# Task input
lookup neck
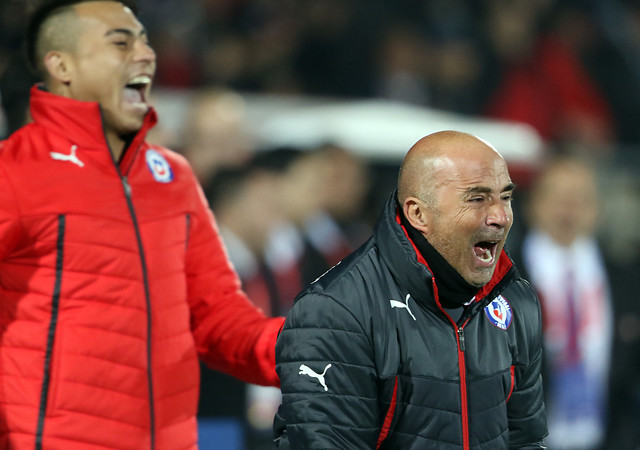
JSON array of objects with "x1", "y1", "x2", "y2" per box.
[
  {"x1": 46, "y1": 82, "x2": 129, "y2": 161},
  {"x1": 105, "y1": 130, "x2": 126, "y2": 162}
]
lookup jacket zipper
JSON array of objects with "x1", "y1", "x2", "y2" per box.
[
  {"x1": 35, "y1": 215, "x2": 66, "y2": 450},
  {"x1": 107, "y1": 126, "x2": 155, "y2": 449},
  {"x1": 99, "y1": 112, "x2": 156, "y2": 449},
  {"x1": 456, "y1": 326, "x2": 470, "y2": 450},
  {"x1": 431, "y1": 275, "x2": 471, "y2": 450},
  {"x1": 121, "y1": 175, "x2": 155, "y2": 450}
]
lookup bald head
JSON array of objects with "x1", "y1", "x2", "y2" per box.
[
  {"x1": 397, "y1": 131, "x2": 505, "y2": 207},
  {"x1": 398, "y1": 130, "x2": 514, "y2": 287}
]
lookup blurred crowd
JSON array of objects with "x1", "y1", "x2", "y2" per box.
[
  {"x1": 118, "y1": 0, "x2": 640, "y2": 151},
  {"x1": 3, "y1": 0, "x2": 640, "y2": 449},
  {"x1": 3, "y1": 0, "x2": 640, "y2": 150}
]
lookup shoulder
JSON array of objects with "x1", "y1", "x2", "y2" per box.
[
  {"x1": 144, "y1": 143, "x2": 192, "y2": 172},
  {"x1": 1, "y1": 123, "x2": 44, "y2": 157},
  {"x1": 299, "y1": 238, "x2": 383, "y2": 306},
  {"x1": 0, "y1": 124, "x2": 55, "y2": 181},
  {"x1": 502, "y1": 274, "x2": 542, "y2": 327},
  {"x1": 286, "y1": 237, "x2": 389, "y2": 328},
  {"x1": 502, "y1": 275, "x2": 543, "y2": 355},
  {"x1": 507, "y1": 276, "x2": 540, "y2": 313},
  {"x1": 142, "y1": 143, "x2": 203, "y2": 194}
]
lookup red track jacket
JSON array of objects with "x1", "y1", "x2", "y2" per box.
[{"x1": 0, "y1": 86, "x2": 283, "y2": 449}]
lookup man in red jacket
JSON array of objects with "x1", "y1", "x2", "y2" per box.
[{"x1": 0, "y1": 1, "x2": 284, "y2": 448}]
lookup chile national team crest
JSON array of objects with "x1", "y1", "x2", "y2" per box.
[
  {"x1": 146, "y1": 149, "x2": 174, "y2": 183},
  {"x1": 484, "y1": 295, "x2": 512, "y2": 330}
]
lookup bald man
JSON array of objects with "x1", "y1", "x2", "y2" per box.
[
  {"x1": 274, "y1": 131, "x2": 547, "y2": 449},
  {"x1": 0, "y1": 1, "x2": 284, "y2": 448}
]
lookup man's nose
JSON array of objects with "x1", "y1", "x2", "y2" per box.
[
  {"x1": 134, "y1": 40, "x2": 156, "y2": 63},
  {"x1": 487, "y1": 203, "x2": 511, "y2": 229}
]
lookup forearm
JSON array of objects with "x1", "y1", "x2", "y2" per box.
[{"x1": 187, "y1": 198, "x2": 284, "y2": 385}]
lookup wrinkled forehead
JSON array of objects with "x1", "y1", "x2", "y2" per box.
[{"x1": 437, "y1": 151, "x2": 512, "y2": 191}]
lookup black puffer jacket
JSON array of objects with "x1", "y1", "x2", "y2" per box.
[{"x1": 274, "y1": 193, "x2": 547, "y2": 449}]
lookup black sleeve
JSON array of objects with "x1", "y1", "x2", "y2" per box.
[
  {"x1": 274, "y1": 292, "x2": 381, "y2": 449},
  {"x1": 508, "y1": 287, "x2": 548, "y2": 448}
]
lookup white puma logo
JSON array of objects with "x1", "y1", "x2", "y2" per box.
[
  {"x1": 50, "y1": 145, "x2": 84, "y2": 167},
  {"x1": 390, "y1": 294, "x2": 416, "y2": 321},
  {"x1": 299, "y1": 363, "x2": 332, "y2": 391}
]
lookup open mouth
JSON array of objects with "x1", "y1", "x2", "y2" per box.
[
  {"x1": 124, "y1": 75, "x2": 152, "y2": 106},
  {"x1": 473, "y1": 241, "x2": 499, "y2": 263}
]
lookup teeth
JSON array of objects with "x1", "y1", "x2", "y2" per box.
[
  {"x1": 127, "y1": 75, "x2": 151, "y2": 86},
  {"x1": 479, "y1": 248, "x2": 492, "y2": 262}
]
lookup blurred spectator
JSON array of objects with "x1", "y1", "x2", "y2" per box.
[
  {"x1": 137, "y1": 0, "x2": 204, "y2": 87},
  {"x1": 309, "y1": 144, "x2": 372, "y2": 251},
  {"x1": 239, "y1": 145, "x2": 367, "y2": 314},
  {"x1": 205, "y1": 165, "x2": 281, "y2": 315},
  {"x1": 204, "y1": 144, "x2": 370, "y2": 313},
  {"x1": 199, "y1": 34, "x2": 251, "y2": 89},
  {"x1": 202, "y1": 146, "x2": 369, "y2": 449},
  {"x1": 373, "y1": 21, "x2": 431, "y2": 105},
  {"x1": 152, "y1": 27, "x2": 203, "y2": 88},
  {"x1": 481, "y1": 0, "x2": 615, "y2": 155},
  {"x1": 181, "y1": 87, "x2": 253, "y2": 183},
  {"x1": 203, "y1": 164, "x2": 284, "y2": 450},
  {"x1": 238, "y1": 1, "x2": 303, "y2": 94},
  {"x1": 2, "y1": 0, "x2": 640, "y2": 153},
  {"x1": 573, "y1": 1, "x2": 640, "y2": 146},
  {"x1": 292, "y1": 0, "x2": 384, "y2": 97},
  {"x1": 429, "y1": 35, "x2": 485, "y2": 114},
  {"x1": 0, "y1": 54, "x2": 37, "y2": 138},
  {"x1": 372, "y1": 1, "x2": 487, "y2": 115},
  {"x1": 252, "y1": 147, "x2": 327, "y2": 311},
  {"x1": 205, "y1": 145, "x2": 372, "y2": 449},
  {"x1": 507, "y1": 156, "x2": 640, "y2": 449},
  {"x1": 423, "y1": 0, "x2": 487, "y2": 114},
  {"x1": 0, "y1": 1, "x2": 38, "y2": 137}
]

# Action item
Each line holding "black" in the records should be copied out.

# Exercise result
lookup black puffer jacket
lookup black sleeve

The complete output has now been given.